Reproduce every line of the material below word for word, with no changes.

+---+

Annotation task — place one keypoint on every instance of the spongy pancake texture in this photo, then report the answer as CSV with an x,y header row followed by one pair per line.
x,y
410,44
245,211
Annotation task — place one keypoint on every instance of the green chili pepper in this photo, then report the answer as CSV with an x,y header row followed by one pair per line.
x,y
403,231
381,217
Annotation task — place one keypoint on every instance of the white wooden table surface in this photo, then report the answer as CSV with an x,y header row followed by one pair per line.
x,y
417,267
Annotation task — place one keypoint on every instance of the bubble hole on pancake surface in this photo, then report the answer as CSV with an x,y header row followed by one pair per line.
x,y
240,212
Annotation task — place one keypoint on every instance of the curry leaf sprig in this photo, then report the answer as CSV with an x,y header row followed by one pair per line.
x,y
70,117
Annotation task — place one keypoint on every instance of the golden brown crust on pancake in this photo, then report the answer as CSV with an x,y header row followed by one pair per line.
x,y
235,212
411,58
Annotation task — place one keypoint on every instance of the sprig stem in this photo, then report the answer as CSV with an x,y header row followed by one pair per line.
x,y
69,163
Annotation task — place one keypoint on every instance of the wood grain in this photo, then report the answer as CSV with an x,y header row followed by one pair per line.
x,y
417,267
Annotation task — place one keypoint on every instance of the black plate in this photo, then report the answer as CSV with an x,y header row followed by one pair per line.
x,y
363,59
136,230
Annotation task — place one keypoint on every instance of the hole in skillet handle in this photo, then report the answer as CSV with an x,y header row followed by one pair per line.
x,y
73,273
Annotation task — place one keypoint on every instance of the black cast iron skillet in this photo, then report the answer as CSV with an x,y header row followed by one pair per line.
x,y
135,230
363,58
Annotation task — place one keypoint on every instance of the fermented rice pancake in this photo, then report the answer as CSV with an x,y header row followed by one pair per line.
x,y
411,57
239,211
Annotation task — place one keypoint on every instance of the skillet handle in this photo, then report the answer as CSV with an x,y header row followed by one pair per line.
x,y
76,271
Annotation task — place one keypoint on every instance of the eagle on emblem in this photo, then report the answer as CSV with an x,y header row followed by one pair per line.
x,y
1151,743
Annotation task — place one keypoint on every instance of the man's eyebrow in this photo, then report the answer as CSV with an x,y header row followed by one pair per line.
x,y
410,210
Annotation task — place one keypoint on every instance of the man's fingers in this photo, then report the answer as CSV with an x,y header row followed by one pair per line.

+---+

Task response:
Annotation task — place one keypoint on every instance of the spongy pancake texture in this photo, then report the answer as CSV with an x,y header row followed by one pair per line.
x,y
410,44
245,211
Annotation task — place one keypoint on every instance of the green chili pepper in this photo, then report the answer as CSV with an x,y header row followed by one pair per line.
x,y
403,231
381,217
Annotation task — place one keypoint on every instance of the white wooden table surface in this photo, then report the answer as CSV with an x,y header row followed by one pair per line.
x,y
417,267
Annotation task — place one keypoint on every instance of the bubble hole on pancake surface in this photo, then report the answer as CSV with an x,y header row followed by one pair per line.
x,y
240,212
Annotation task — place one keypoint on every instance of the curry leaf sprig in this photo, then report the answer as CSV with an x,y header row followed by one pair per line.
x,y
70,117
Annotation task — place one keypoint on every instance of the golden brown crust on pancake in this photo, then report the answer as CSV with an x,y header row followed by one pair per line.
x,y
235,212
411,58
Annotation task — place one keypoint on every instance of the sprig stem in this photo, then report the answer as CSV with an x,y header row followed by one pair per line.
x,y
69,163
Annotation task — place one keypoint on every instance of the wood grain in this photo, then report the answer as CSV with an x,y header row followed by one pair per line.
x,y
417,267
Annotation task — place one keypoint on every instance of the black plate in this photo, then report the answer as CSV with an x,y header row followed by one pair per line.
x,y
363,59
136,230
Annotation task — place one keypoint on every instance of the hole in skillet handle in this photo, then report the answer as CSV with an x,y header row followed by one pair per line.
x,y
73,273
Annotation task — place one keypoint on every instance of the black cast iron skillet in this photo, then report the answer as CSV with an x,y header row followed by one pair per line.
x,y
135,230
363,58
Annotation task — place one keypoint on every instance of the fermented rice pancake in this photo, then report the answer as CSV with an x,y header row followed by one pair per line.
x,y
411,57
239,211
Annotation task — place one keypoint on every instance of the skillet handle in this photo, then report the answer as CSV with an x,y header row followed by one pair per line.
x,y
76,271
Annotation task — place one keypoint on every instance of the eagle on emblem in this photo, then report the answer as CSV with an x,y header row followed by one pair per line.
x,y
1151,743
Annotation task — place one keypoint on every instance of the man's eyebrow in this photo, then report the answer as CSV with an x,y header row followed by one pair per line.
x,y
410,210
Annotation task — place one keypoint on every instance of the man's fingers in this photo, then report the answer as CSV with an x,y header row followed by one pair per line.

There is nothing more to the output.